_Texto extraído_
· · · · ·

Finalmente postulé a la Compañía ese mismo mes. De uniforme fui a hablar con el Provincial, y pasé de uniforme todas las entrevistas y el proceso de postulación. Fernando Montes era provincial. En diciembre yo ya sabía que estaba aceptado en la Compañía; me esperaba por delante lo que yo creía que iba a ser un verano muy entretenido, pero no fue tanto. Era complicado ver a todos mis compañeros haciendo sus planes, panoramas, y yo medio perdido. Marzo fue un mes duro, como vacío. Todos mis amigos entrando a la universidad, llenos de una vida nueva, diferente, y yo todo el mes parado, sin hacer nada.

Aparecen los Mapuches

Entré a la Compañía en abril de 1983. Lo pasé muy bien en el Noviciado, que para mi era como mi casa.  Yo visitaba allí a Juanito Díaz, mi acompañante espiritual. Así que llegué relajado total.

En los primeros meses de Noviciado seguía haciendo deporte: pedí permiso y volví a las pistas. Me fue bien, hice buenas marcas. Mis compañeros atletas, cuando ganaba, decían “no se vale, lo empuja el Espíritu Santo”. Como no tengo un físico muy firme, finalmente el esfuerzo me empezó a pasar la cuenta. Me pasaba más tiempo en el kinesiólogo que en la pista, y eso para mi no tenía sentido. A los 23 años dije no más. Seguí “pichangueando” con mis amigos y haciendo deporte, pero no más a nivel competitivo.

Como en todo Noviciado, fue importante el Mes de Ejercicios como experiencia fundamental para confirmar el camino en el que estaba. Me marcó mucho la presencia de Juanito, porque éramos muy amigos, aunque no fue fácil tratar de tomar distancia para dejar actuar a Dios.

En el verano me enviaron a trabajos de verano y misiones a Sara de Lebu. Ahí empezó la historia en la que estoy ahora. Conocí por primera vez en mi vida el mundo de los mapuches y se me abrió un mundo, una pregunta.

Yo había entrado al Noviciado con una cierta vocación misionera. Pero con esta especie de osadía, pensando en África, la China, qué se yo. A mí en eso el mes de Ejercicios me ayudó mucho. Me di cuenta de que yo no era para eso, no me sentía con las habilidades y la fortaleza humana para eso, honestamente.

El Noviciado me ayudó a decantar eso, y lo raro es que justo en este proceso, y pasando a Juniorado, mi vida empezó a innundarse de imágenes del mundo mapuche.

· · · · ·

_Datos del ejercicio_
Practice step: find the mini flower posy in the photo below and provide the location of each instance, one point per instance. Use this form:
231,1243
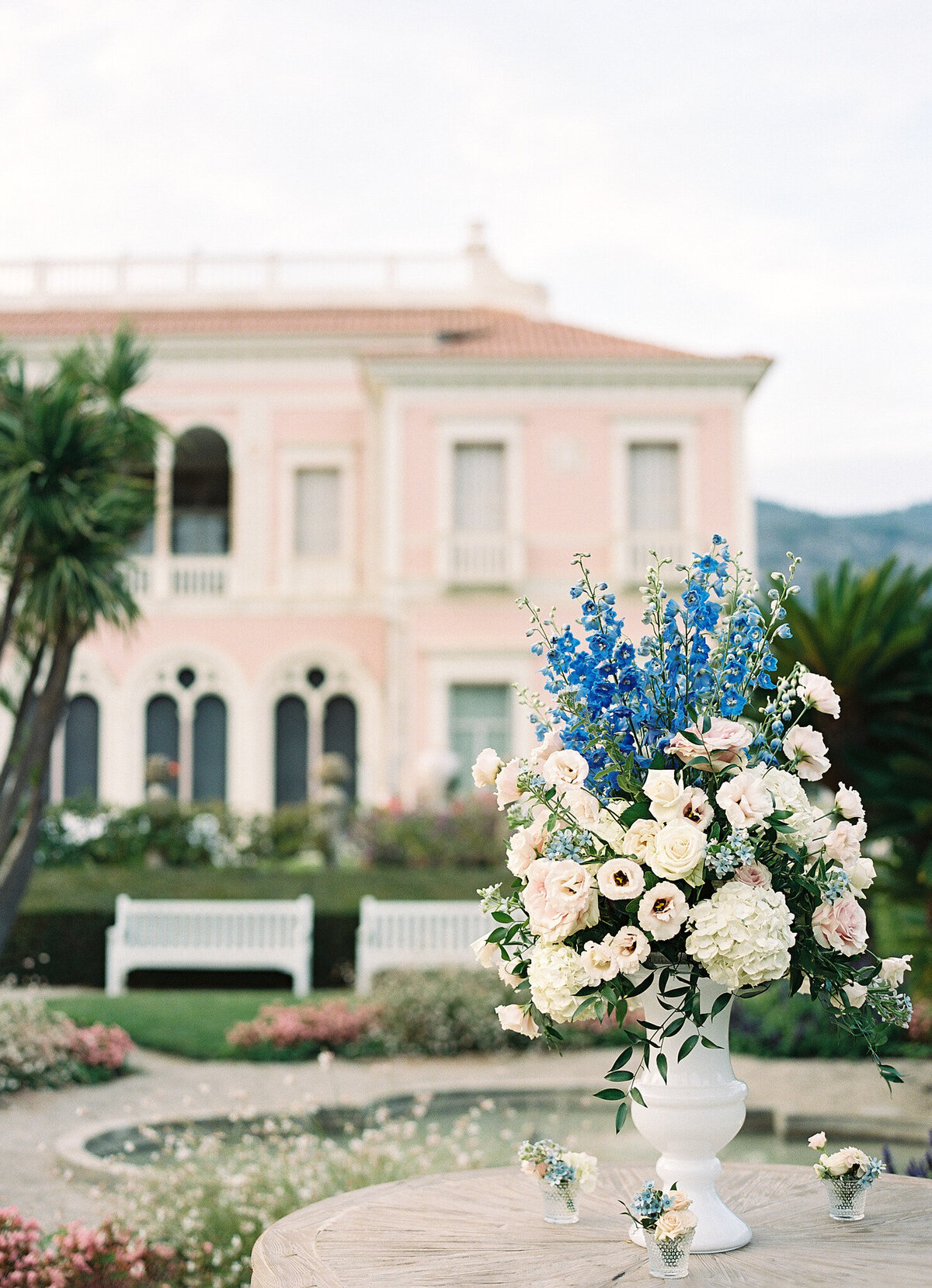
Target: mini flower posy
662,822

· · · · ·

_Ejercicios_
1 – ¿Cómo queda el fragmento del texto extraído entre "Finalmente postulé a" y "llegué relajado total.", ambos incluidos, si lo editas cambiando "Compañía" por "Orden"?
2 – ¿Qué meses del año se nombran en el texto extraído?

_Soluciones_
1 –
Finalmente postulé a la Orden ese mismo mes. De uniforme fui a hablar con el Provincial, y pasé de uniforme todas las entrevistas y el proceso de postulación. Fernando Montes era provincial. En diciembre yo ya sabía que estaba aceptado en la Orden; me esperaba por delante lo que yo creía que iba a ser un verano muy entretenido, pero no fue tanto. Era complicado ver a todos mis compañeros haciendo sus planes, panoramas, y yo medio perdido. Marzo fue un mes duro, como vacío. Todos mis amigos entrando a la universidad, llenos de una vida nueva, diferente, y yo todo el mes parado, sin hacer nada.

Aparecen los Mapuches

Entré a la Orden en abril de 1983. Lo pasé muy bien en el Noviciado, que para mi era como mi casa.  Yo visitaba allí a Juanito Díaz, mi acompañante espiritual. Así que llegué relajado total.

2 – Diciembre, marzo y abril.